Parts of the exercise:
a – In the meditation thread, what period does chazSingh call perfect for cutting out distractions?
b – Quote everything in the meditation thread from "There was a" down to "japjisahib04 (Sep 14, 2017)".
c – Extend the meditation thread by writing what comes after its final line.

Article:
Happy that you are trying out meditation 
If we are interested and make the effort, then Waheguru will surely start to reveal things to us...


----------



## Sikhilove (Sep 13, 2017)

chazSingh said:


> Happy that you are trying out meditation
> If we are interested and make the effort, then Waheguru will surely start to reveal things to us...



Lol I've been meditating for years. I used to go into Sunn samadhi on a regular basis. 

I tried the class to see the way the teacher does it. A friend of mine owns the fitness company and told me to go along to it. 

It's so nice to see others, not just brown people practicing truth, it shows that Truth is beyond race religion and social classes.


----------



## chazSingh (Sep 14, 2017)

Sikhilove said:


> Lol I've been meditating for years. I used to go into Sunn samadhi on a regular basis.
> 
> I tried the class to see the way the teacher does it. A friend of mine owns the fitness company and told me to go along to it.
> 
> It's so nice to see others, not just brown people practicing truth, it shows that Truth is beyond race religion and social classes.



you say 'used to' ... why no longer?

There was a time when i read a lot about meditation techniques...watched videos on the subject, researched online...etc etc...

although it was good, and worthwhile as it kept my mind on 'seeking' ... in the end i realized i just needed to reduce the number of distractions hence why Amrit Vela was perfect...no sounds, dark room, no distractions... just you...then i poured my heart out...i've learnt more about myself...life...during these nightly hours than at any other time....


----------



## japjisahib04 (Sep 14, 2017)

Sikhilove said:


> Lol I've been meditating for years. I used to go into Sunn samadhi on a regular basis.
> 
> I tried the class to see the way the teacher does it. A friend of mine owns the fitness company and told me to go along to it.
> 
> It's so nice to see others, not just brown people practicing truth, it shows that Truth is beyond race religion and social classes.


Lol I never meditate. I only try to introspect and truthfully admit mistakes done and try to mend. For me this is meditation and truthfully bhagti. I am most of the time in sehj.


----------



## Tejwant Singh (Sep 16, 2017)

japjisahib04 said:


> Lol I never meditate. I only try to introspect and truthfully admit mistakes done and try to mend. For me this is meditation and truthfully bhagti. I am most of the time in sehj.

Data records:
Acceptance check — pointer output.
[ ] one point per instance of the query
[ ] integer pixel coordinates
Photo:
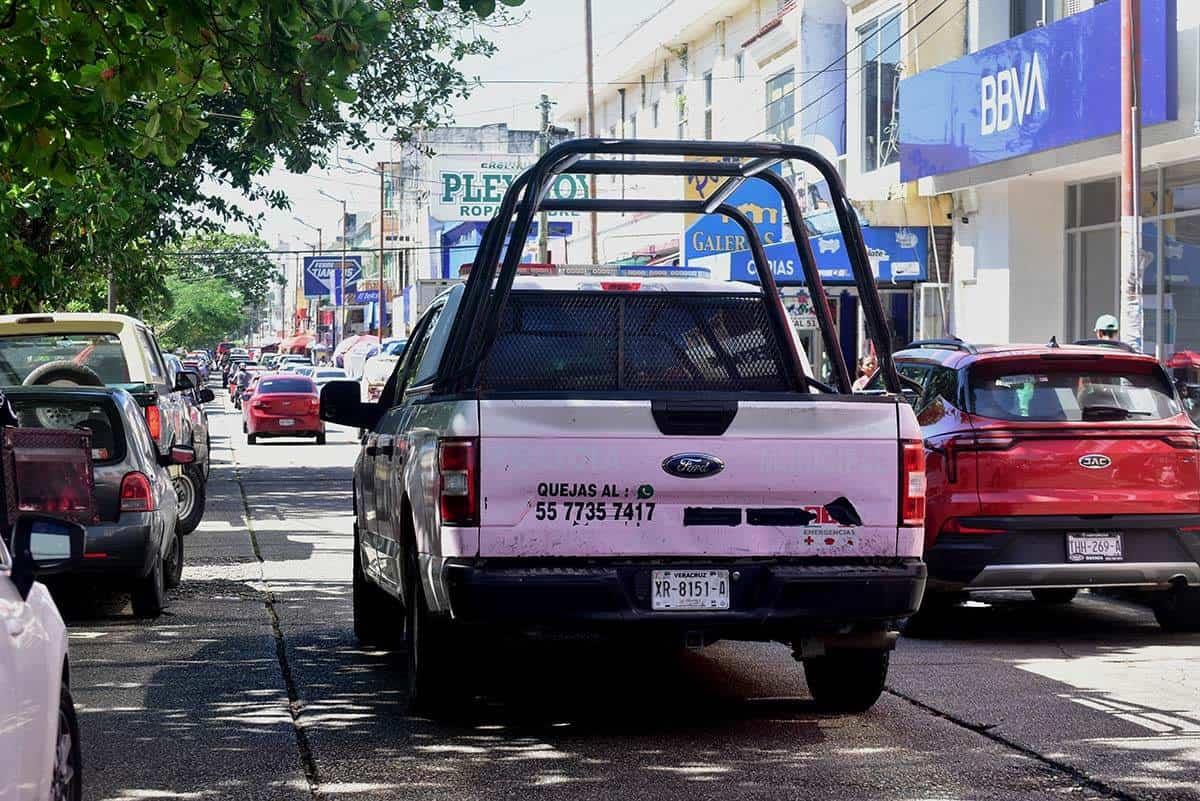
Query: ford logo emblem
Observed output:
(1095, 462)
(693, 465)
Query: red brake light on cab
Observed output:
(459, 481)
(912, 483)
(136, 493)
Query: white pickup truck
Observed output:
(645, 458)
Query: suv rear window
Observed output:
(298, 384)
(1072, 393)
(640, 341)
(22, 354)
(100, 417)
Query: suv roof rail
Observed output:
(1107, 343)
(952, 343)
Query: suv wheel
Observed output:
(376, 613)
(150, 592)
(66, 783)
(190, 489)
(847, 682)
(1055, 595)
(1179, 609)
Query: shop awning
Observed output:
(298, 344)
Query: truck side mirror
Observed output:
(41, 542)
(341, 402)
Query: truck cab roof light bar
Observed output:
(478, 320)
(951, 343)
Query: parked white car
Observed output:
(379, 368)
(40, 754)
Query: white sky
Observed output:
(541, 53)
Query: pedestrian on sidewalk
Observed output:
(1107, 327)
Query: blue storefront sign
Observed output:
(323, 275)
(1048, 88)
(898, 254)
(713, 234)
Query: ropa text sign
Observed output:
(472, 187)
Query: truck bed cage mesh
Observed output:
(496, 265)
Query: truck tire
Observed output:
(1055, 595)
(191, 491)
(150, 592)
(430, 648)
(1179, 609)
(377, 615)
(63, 372)
(847, 682)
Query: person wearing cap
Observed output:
(1107, 327)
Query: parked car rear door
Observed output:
(390, 452)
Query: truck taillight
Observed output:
(912, 482)
(154, 419)
(136, 493)
(459, 479)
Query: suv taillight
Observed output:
(912, 482)
(459, 481)
(136, 493)
(154, 419)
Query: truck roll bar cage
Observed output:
(491, 279)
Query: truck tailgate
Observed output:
(804, 477)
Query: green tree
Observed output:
(114, 113)
(238, 258)
(202, 312)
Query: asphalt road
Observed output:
(253, 687)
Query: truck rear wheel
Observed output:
(430, 648)
(1179, 609)
(849, 681)
(377, 615)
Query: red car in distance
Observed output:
(1056, 468)
(283, 404)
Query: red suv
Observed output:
(1054, 468)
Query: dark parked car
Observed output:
(133, 542)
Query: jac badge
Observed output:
(1095, 462)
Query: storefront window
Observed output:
(1170, 245)
(881, 73)
(1098, 272)
(781, 106)
(1181, 187)
(1098, 203)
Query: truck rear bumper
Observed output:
(768, 600)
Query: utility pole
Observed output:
(543, 146)
(341, 275)
(382, 299)
(1131, 175)
(592, 121)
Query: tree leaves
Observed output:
(119, 116)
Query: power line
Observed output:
(931, 34)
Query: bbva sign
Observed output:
(1011, 95)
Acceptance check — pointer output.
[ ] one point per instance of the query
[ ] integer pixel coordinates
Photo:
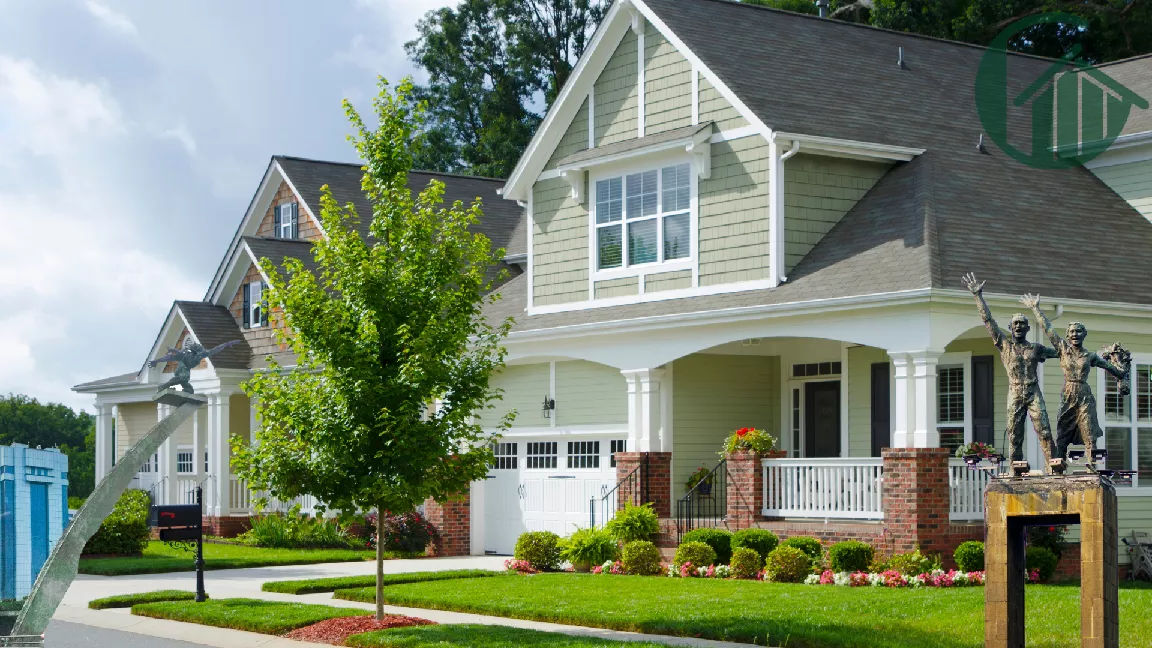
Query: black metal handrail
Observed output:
(631, 489)
(705, 505)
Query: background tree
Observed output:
(28, 421)
(385, 329)
(494, 67)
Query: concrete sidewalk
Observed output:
(245, 584)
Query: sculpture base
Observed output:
(1012, 505)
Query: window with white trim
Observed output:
(1128, 423)
(643, 218)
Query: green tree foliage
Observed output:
(28, 421)
(493, 66)
(1116, 29)
(393, 356)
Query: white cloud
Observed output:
(111, 17)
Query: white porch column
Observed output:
(926, 435)
(901, 386)
(645, 432)
(105, 449)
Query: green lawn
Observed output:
(796, 616)
(315, 586)
(129, 600)
(266, 617)
(160, 558)
(482, 637)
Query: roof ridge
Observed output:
(881, 29)
(358, 165)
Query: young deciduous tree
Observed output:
(394, 356)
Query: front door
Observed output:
(821, 419)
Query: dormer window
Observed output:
(254, 313)
(286, 221)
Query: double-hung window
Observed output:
(1128, 423)
(643, 218)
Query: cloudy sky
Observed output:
(133, 135)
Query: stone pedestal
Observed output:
(1010, 506)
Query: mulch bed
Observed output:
(336, 631)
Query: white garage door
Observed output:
(545, 484)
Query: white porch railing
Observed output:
(824, 488)
(965, 490)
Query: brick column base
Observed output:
(916, 499)
(656, 489)
(454, 521)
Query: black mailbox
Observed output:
(176, 515)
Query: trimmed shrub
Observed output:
(589, 547)
(745, 563)
(914, 563)
(1043, 560)
(634, 522)
(808, 544)
(787, 564)
(642, 558)
(124, 532)
(719, 540)
(763, 541)
(850, 556)
(539, 549)
(969, 556)
(698, 554)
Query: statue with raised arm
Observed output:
(1077, 420)
(1020, 358)
(187, 359)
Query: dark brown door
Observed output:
(821, 419)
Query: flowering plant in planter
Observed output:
(749, 438)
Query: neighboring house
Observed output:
(33, 512)
(742, 217)
(281, 223)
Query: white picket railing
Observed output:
(824, 488)
(965, 488)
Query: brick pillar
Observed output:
(916, 499)
(654, 482)
(453, 519)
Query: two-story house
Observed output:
(741, 217)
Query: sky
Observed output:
(133, 135)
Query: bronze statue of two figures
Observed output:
(1077, 420)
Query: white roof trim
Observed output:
(847, 148)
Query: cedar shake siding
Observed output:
(307, 227)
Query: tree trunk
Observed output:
(379, 564)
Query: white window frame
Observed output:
(622, 171)
(1132, 424)
(255, 302)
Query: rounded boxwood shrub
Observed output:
(642, 558)
(808, 544)
(745, 563)
(788, 564)
(124, 532)
(1041, 559)
(763, 541)
(850, 556)
(969, 556)
(698, 554)
(539, 549)
(719, 540)
(634, 522)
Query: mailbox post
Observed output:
(179, 526)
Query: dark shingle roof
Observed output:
(925, 223)
(213, 325)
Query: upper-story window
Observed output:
(643, 218)
(254, 313)
(286, 220)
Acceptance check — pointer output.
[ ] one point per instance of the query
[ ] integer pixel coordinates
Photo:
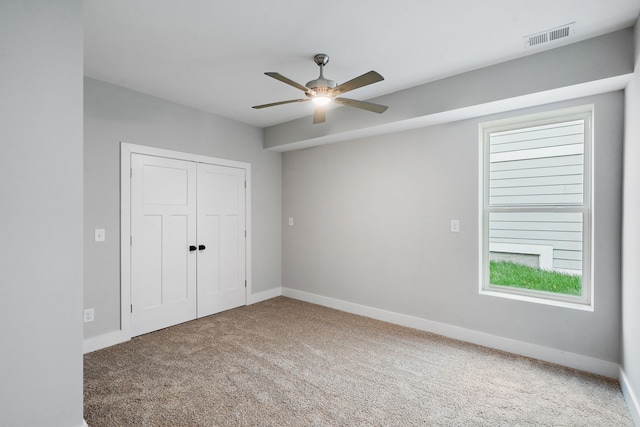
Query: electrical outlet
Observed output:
(99, 235)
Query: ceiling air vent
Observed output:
(549, 35)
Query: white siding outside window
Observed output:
(536, 196)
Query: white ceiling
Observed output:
(211, 54)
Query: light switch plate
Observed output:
(89, 315)
(100, 235)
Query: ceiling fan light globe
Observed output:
(321, 100)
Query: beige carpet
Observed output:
(284, 362)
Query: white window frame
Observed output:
(584, 301)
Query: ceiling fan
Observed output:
(323, 91)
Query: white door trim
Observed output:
(126, 150)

Answers for the exercise:
a – Amrit Vela.

b –
There was a time when i read a lot about meditation techniques...watched videos on the subject, researched online...etc etc...

although it was good, and worthwhile as it kept my mind on 'seeking' ... in the end i realized i just needed to reduce the number of distractions hence why Amrit Vela was perfect...no sounds, dark room, no distractions... just you...then i poured my heart out...i've learnt more about myself...life...during these nightly hours than at any other time....


----------



## japjisahib04 (Sep 14, 2017)

c –
 
Sahni Sahib,
Guru Fateh.

I agree with you wholeheartedly. The plague of this kind of meditation where one parrots -Lady Gaga or any other word endlessly started with Maharishi, the Beatles Guru and spread like a wildfire. The rest is history. One can feel the transitory trance by repeating any word but let's be honest here, this has nothing to do with Gurmat values. All 1429/30 pages of SGGS is meditation.

Thanks for the reminder.

Tejwant Singh


----------



## Sikhilove (Sep 17, 2017)

chazSingh said:


> you say 'used to' ... why no longer?
> 
> There was a time when i read a lot about meditation techniques...watched videos on the subject, researched online...etc etc...
> 
> although it was good, and worthwhile as it kept my mind on 'seeking' ... in the end i realized i just needed to reduce the number of distractions hence why Amrit Vela was perfect...no sounds, dark room, no distractions... just you...then i poured my heart out...i've learnt more about myself...life...during these nightly hours than at any other time....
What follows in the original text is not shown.